• [What is being asked]:
State how many lines of the records below contain the string "road", treating uppercase and lowercase as different. Reply with the number only.

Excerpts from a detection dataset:

<<<<

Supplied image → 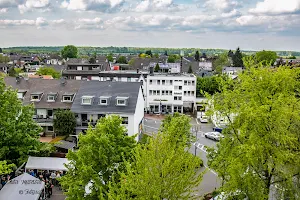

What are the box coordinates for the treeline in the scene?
[3,46,300,57]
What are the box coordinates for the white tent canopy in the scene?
[25,156,69,171]
[0,173,45,200]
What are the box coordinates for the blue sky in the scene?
[0,0,300,51]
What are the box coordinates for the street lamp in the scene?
[192,125,200,156]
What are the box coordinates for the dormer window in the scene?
[47,93,57,102]
[62,93,75,103]
[116,97,129,106]
[81,96,94,105]
[99,96,111,106]
[31,92,43,102]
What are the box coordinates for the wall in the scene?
[133,88,145,140]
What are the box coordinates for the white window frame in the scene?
[47,95,55,102]
[62,95,73,102]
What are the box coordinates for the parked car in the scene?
[213,126,226,133]
[204,132,224,141]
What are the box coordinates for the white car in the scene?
[204,132,224,141]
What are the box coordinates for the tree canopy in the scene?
[53,110,76,135]
[208,66,300,199]
[61,45,78,59]
[117,56,127,64]
[60,115,136,200]
[255,51,277,67]
[36,67,61,79]
[0,78,43,166]
[109,114,202,200]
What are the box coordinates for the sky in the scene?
[0,0,300,51]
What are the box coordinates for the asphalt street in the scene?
[144,119,220,196]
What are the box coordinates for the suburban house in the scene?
[62,62,110,80]
[5,77,81,134]
[71,81,144,138]
[146,73,197,114]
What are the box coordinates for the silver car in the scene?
[204,132,224,141]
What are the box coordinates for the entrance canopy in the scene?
[25,156,69,171]
[0,173,45,200]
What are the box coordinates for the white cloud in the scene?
[249,0,300,14]
[18,0,50,14]
[133,0,180,12]
[0,8,8,14]
[204,0,239,12]
[61,0,125,12]
[221,9,240,18]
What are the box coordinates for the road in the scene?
[144,119,220,196]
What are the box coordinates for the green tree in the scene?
[117,56,127,64]
[109,115,202,200]
[208,66,300,199]
[232,47,244,67]
[145,50,153,57]
[0,78,42,166]
[195,51,200,61]
[106,53,114,62]
[128,58,135,66]
[61,45,78,59]
[60,115,136,200]
[36,67,61,79]
[154,63,160,72]
[212,53,230,74]
[53,110,76,135]
[255,50,277,67]
[188,65,193,74]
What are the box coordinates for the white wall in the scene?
[133,88,145,140]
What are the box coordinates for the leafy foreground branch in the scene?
[108,115,202,200]
[208,67,300,200]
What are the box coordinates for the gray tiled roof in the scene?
[5,77,81,109]
[71,81,144,114]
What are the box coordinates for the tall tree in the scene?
[255,50,277,67]
[53,110,76,135]
[232,47,244,67]
[61,45,78,59]
[154,63,160,72]
[109,115,202,200]
[195,51,200,61]
[212,53,230,74]
[60,116,136,200]
[117,56,127,64]
[36,67,61,79]
[209,66,300,199]
[0,78,42,166]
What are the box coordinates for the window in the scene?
[31,95,40,101]
[122,117,128,124]
[81,96,93,105]
[63,96,72,102]
[47,95,55,102]
[117,99,126,105]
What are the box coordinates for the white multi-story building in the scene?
[146,73,197,114]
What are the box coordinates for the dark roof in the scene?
[5,77,81,109]
[71,81,143,114]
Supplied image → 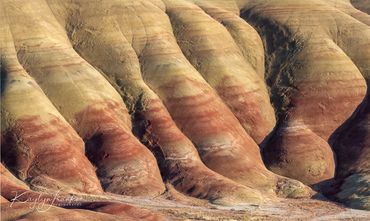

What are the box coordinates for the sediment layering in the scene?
[0,0,370,220]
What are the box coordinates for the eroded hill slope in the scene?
[0,0,370,219]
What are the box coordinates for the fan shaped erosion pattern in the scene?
[0,0,370,220]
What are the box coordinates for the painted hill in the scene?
[0,0,370,220]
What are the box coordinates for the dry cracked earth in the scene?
[0,0,370,221]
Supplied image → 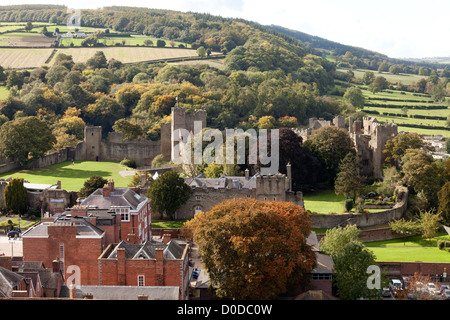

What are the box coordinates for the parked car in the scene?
[442,289,450,300]
[427,282,439,296]
[439,284,450,294]
[389,279,403,295]
[381,288,391,297]
[8,231,20,239]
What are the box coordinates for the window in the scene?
[114,208,130,221]
[194,206,203,214]
[138,276,145,287]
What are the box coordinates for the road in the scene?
[0,235,23,257]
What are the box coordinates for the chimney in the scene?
[52,258,60,273]
[108,179,114,192]
[155,248,164,260]
[286,162,292,191]
[69,284,77,299]
[127,233,138,244]
[163,233,172,244]
[117,248,125,260]
[103,184,111,198]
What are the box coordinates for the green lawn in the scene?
[364,233,450,262]
[0,161,131,191]
[0,87,9,100]
[303,190,346,213]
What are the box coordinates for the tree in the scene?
[401,149,442,206]
[5,178,28,213]
[389,218,420,245]
[362,71,375,85]
[183,199,316,299]
[419,210,442,243]
[197,46,206,58]
[25,21,33,31]
[333,241,380,300]
[304,127,354,185]
[438,181,450,223]
[147,171,191,219]
[334,152,364,201]
[156,39,166,48]
[0,117,56,165]
[203,162,223,178]
[78,175,108,198]
[344,87,365,109]
[113,119,144,140]
[319,224,360,258]
[86,51,108,69]
[383,132,432,166]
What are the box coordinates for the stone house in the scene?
[175,165,303,219]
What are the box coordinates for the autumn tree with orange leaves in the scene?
[183,199,316,299]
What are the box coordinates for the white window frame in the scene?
[138,275,145,287]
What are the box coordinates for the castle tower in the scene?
[84,126,102,161]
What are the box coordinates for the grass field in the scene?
[0,87,9,100]
[0,161,131,191]
[364,233,450,262]
[61,35,190,48]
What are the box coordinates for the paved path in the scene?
[0,235,23,257]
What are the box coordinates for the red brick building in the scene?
[22,215,105,285]
[78,180,152,242]
[98,237,189,299]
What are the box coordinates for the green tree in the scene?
[86,51,108,69]
[78,175,108,198]
[383,132,432,166]
[183,199,316,300]
[4,178,28,213]
[0,117,56,165]
[401,149,442,206]
[389,218,420,245]
[438,181,450,223]
[113,119,144,140]
[304,127,354,185]
[319,224,360,258]
[334,152,364,201]
[419,210,442,243]
[344,87,365,109]
[147,171,191,219]
[333,241,380,300]
[197,46,206,58]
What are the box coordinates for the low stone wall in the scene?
[311,187,408,229]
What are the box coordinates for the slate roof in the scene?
[0,267,25,297]
[106,239,184,260]
[184,173,259,189]
[80,188,148,210]
[60,286,180,300]
[22,216,105,238]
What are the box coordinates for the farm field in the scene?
[0,87,9,100]
[0,32,54,47]
[0,161,132,191]
[0,48,53,69]
[337,69,427,85]
[0,47,215,69]
[61,35,190,48]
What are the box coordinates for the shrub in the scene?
[120,158,136,169]
[344,199,353,212]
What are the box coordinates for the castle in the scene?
[294,116,398,179]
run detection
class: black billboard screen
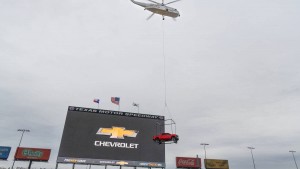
[57,106,165,168]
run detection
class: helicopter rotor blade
[148,0,160,4]
[165,0,181,5]
[146,13,155,21]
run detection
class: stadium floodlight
[200,143,209,159]
[11,129,30,169]
[247,147,256,169]
[289,150,298,169]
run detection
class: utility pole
[289,150,298,169]
[200,143,209,159]
[11,129,30,169]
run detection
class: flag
[132,102,139,107]
[94,99,100,104]
[111,97,120,105]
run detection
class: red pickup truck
[153,133,179,144]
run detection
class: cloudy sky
[0,0,300,169]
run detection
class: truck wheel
[172,137,177,143]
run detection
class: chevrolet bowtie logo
[96,126,138,139]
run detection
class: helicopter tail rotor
[146,13,155,21]
[165,0,181,5]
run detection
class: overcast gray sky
[0,0,300,169]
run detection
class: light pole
[289,150,298,169]
[200,143,209,159]
[11,129,30,169]
[247,147,256,169]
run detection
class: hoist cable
[162,20,173,119]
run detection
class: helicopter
[131,0,180,20]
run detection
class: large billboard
[176,157,201,168]
[0,146,11,160]
[57,106,165,168]
[204,159,229,169]
[15,147,51,161]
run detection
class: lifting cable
[162,20,173,121]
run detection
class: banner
[56,106,165,168]
[176,157,201,168]
[204,159,229,169]
[15,147,51,161]
[0,146,11,160]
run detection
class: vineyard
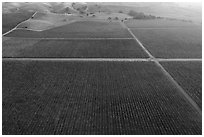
[2,4,202,135]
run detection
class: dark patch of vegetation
[128,10,157,19]
[2,61,202,135]
[3,40,148,58]
[161,62,202,109]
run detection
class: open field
[2,37,40,57]
[6,21,131,38]
[2,12,34,34]
[2,2,202,135]
[161,62,202,109]
[131,27,202,58]
[125,19,201,28]
[2,61,202,134]
[2,38,148,58]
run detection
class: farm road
[3,11,37,36]
[121,22,202,116]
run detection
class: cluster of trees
[128,10,157,19]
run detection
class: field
[161,62,202,109]
[125,19,201,28]
[2,61,201,134]
[2,38,148,58]
[132,27,202,58]
[2,37,40,57]
[2,12,33,34]
[6,21,131,38]
[2,2,202,135]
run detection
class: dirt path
[3,11,37,36]
[2,37,134,40]
[2,58,151,62]
[121,22,202,118]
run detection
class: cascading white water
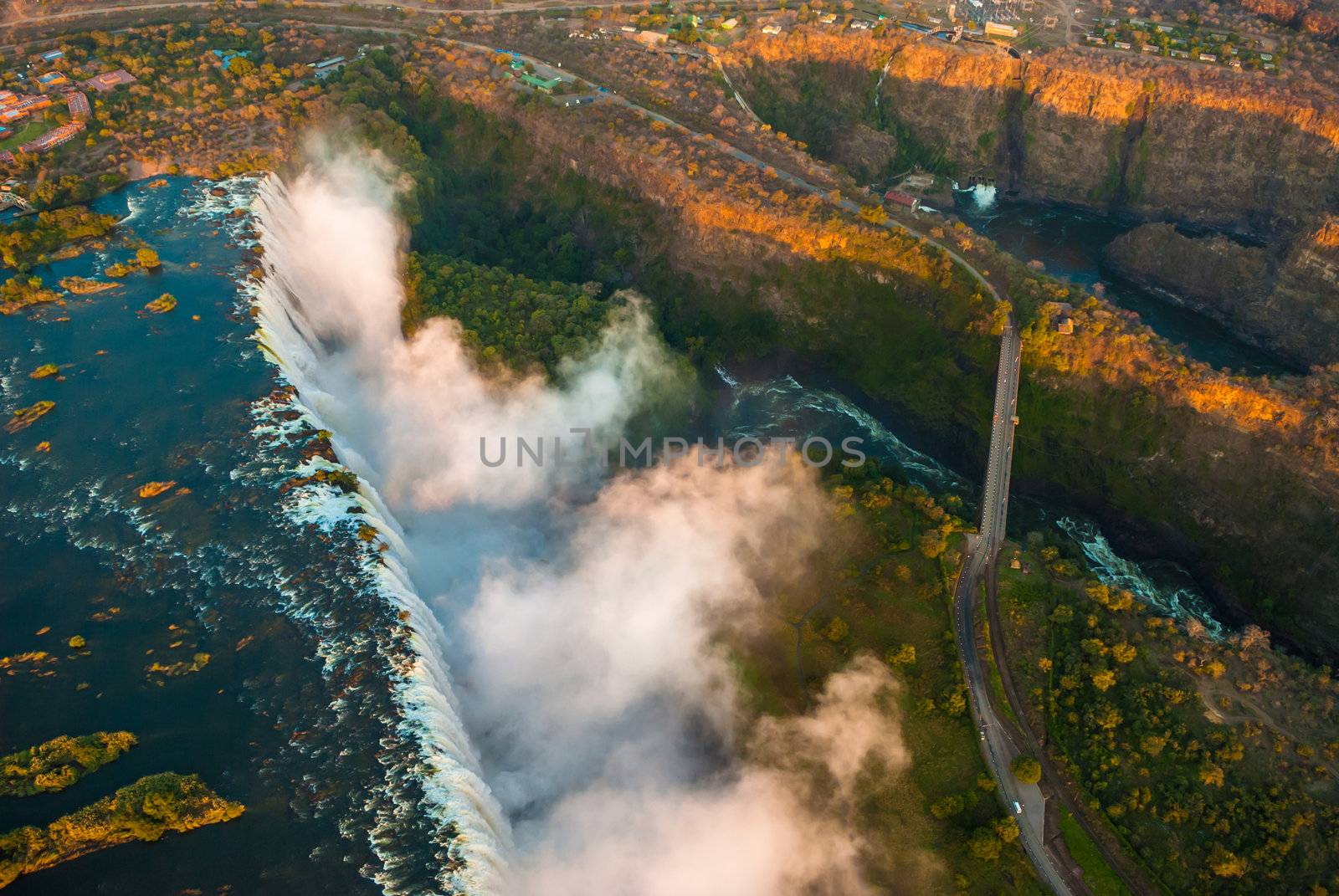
[238,154,931,896]
[254,177,511,893]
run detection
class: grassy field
[735,475,1042,896]
[1060,807,1130,896]
[0,116,56,151]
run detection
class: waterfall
[253,171,511,893]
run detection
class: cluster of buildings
[1085,18,1279,71]
[0,49,136,162]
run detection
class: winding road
[0,0,1114,896]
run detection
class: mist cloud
[259,148,906,896]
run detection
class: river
[0,177,1226,896]
[0,178,442,896]
[953,187,1297,375]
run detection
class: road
[953,321,1089,896]
[4,0,1089,896]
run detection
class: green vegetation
[1000,533,1339,893]
[0,115,56,151]
[732,462,1042,894]
[404,254,613,376]
[0,734,136,797]
[1008,755,1042,784]
[0,277,60,315]
[0,771,244,888]
[0,205,116,270]
[145,292,177,315]
[1060,806,1130,896]
[4,401,56,433]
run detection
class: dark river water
[953,189,1296,374]
[0,178,1232,896]
[0,178,442,896]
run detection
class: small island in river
[0,731,138,797]
[0,771,245,888]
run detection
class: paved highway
[3,0,1087,896]
[953,323,1087,896]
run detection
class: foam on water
[250,178,511,892]
[716,367,972,494]
[1055,517,1229,640]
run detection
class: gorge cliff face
[726,31,1339,234]
[1105,216,1339,367]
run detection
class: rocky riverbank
[1103,216,1339,367]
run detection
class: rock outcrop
[1105,216,1339,367]
[728,32,1339,236]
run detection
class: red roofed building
[85,69,136,94]
[65,90,92,120]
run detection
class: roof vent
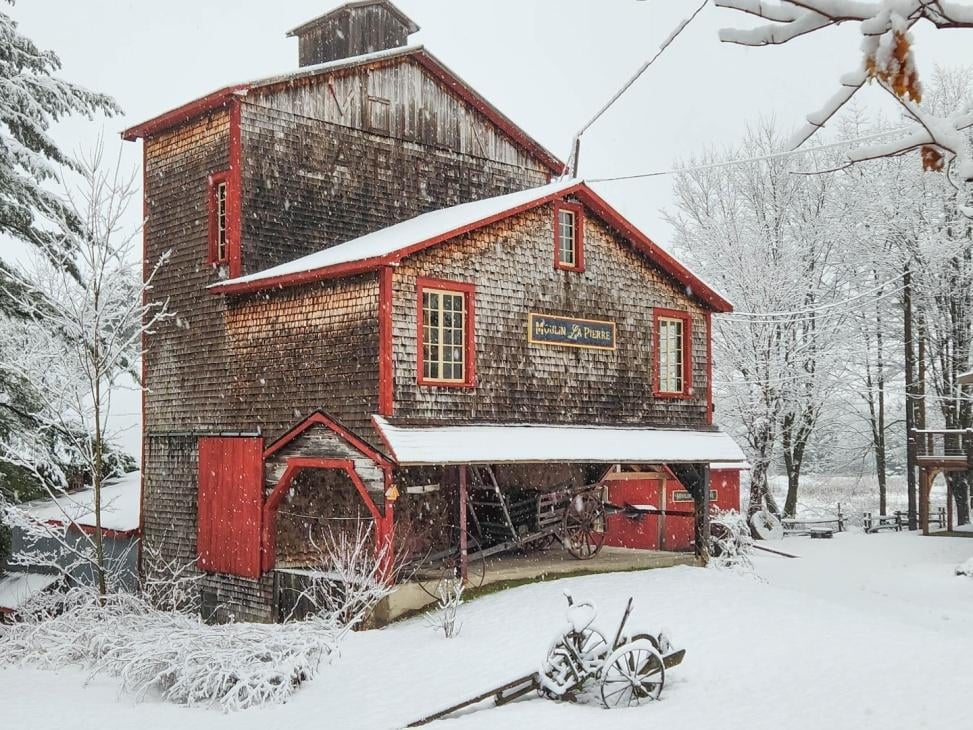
[287,0,419,67]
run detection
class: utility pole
[902,264,919,530]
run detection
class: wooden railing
[912,428,973,463]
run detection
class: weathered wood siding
[247,57,548,175]
[223,274,378,436]
[393,199,707,427]
[241,98,546,273]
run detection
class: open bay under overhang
[373,416,746,466]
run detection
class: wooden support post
[919,467,932,535]
[459,464,469,581]
[943,474,953,532]
[693,464,710,565]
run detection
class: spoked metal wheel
[541,629,608,700]
[412,533,486,599]
[601,639,666,709]
[560,492,605,560]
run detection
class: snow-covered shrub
[426,578,463,639]
[0,588,343,711]
[0,520,390,711]
[710,509,753,570]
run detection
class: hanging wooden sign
[527,312,615,350]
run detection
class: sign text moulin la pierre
[527,312,615,350]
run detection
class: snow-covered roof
[27,471,141,532]
[210,179,580,289]
[209,178,733,312]
[0,573,58,611]
[373,416,745,466]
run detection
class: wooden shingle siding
[199,573,274,623]
[142,434,199,570]
[393,205,707,427]
[222,274,378,443]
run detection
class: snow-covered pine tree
[0,0,120,560]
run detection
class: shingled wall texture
[393,200,708,428]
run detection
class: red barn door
[196,437,264,578]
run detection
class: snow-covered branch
[715,0,973,217]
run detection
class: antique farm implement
[408,594,686,727]
[539,595,686,708]
[411,467,607,597]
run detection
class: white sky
[2,0,973,454]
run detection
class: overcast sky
[2,0,973,460]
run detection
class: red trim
[415,51,565,175]
[136,139,149,576]
[378,266,395,416]
[416,276,476,388]
[260,457,392,573]
[652,307,693,399]
[226,104,243,278]
[264,411,392,469]
[122,48,564,175]
[554,202,584,273]
[210,183,733,313]
[706,312,713,425]
[122,84,250,142]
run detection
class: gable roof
[287,0,419,38]
[122,45,564,175]
[209,179,733,312]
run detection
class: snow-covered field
[0,533,973,730]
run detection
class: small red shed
[605,463,746,551]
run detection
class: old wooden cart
[408,467,606,597]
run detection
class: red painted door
[662,479,696,550]
[605,478,662,550]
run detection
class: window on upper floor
[209,172,230,264]
[554,203,584,271]
[418,279,474,386]
[654,309,692,397]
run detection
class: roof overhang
[208,181,733,313]
[372,416,746,468]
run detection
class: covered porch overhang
[372,416,746,467]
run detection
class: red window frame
[208,170,233,265]
[416,277,476,388]
[652,307,693,398]
[554,201,584,273]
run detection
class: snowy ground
[0,533,973,730]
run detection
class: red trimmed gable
[122,46,564,175]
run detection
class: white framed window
[656,316,686,393]
[420,287,471,384]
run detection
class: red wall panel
[196,437,263,578]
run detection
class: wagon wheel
[601,639,666,709]
[560,493,605,560]
[412,532,486,600]
[538,629,608,700]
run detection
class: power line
[565,0,709,177]
[721,274,905,323]
[585,127,909,183]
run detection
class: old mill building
[124,2,743,620]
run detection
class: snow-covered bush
[426,578,463,639]
[0,588,343,711]
[710,509,753,570]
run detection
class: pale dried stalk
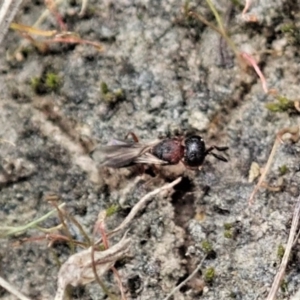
[0,0,23,45]
[248,126,300,205]
[266,196,300,300]
[55,236,131,300]
[103,177,181,243]
[0,277,30,300]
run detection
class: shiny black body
[151,138,184,165]
[184,135,207,167]
[91,135,228,168]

>>>>

• [Response to this exercise]:
5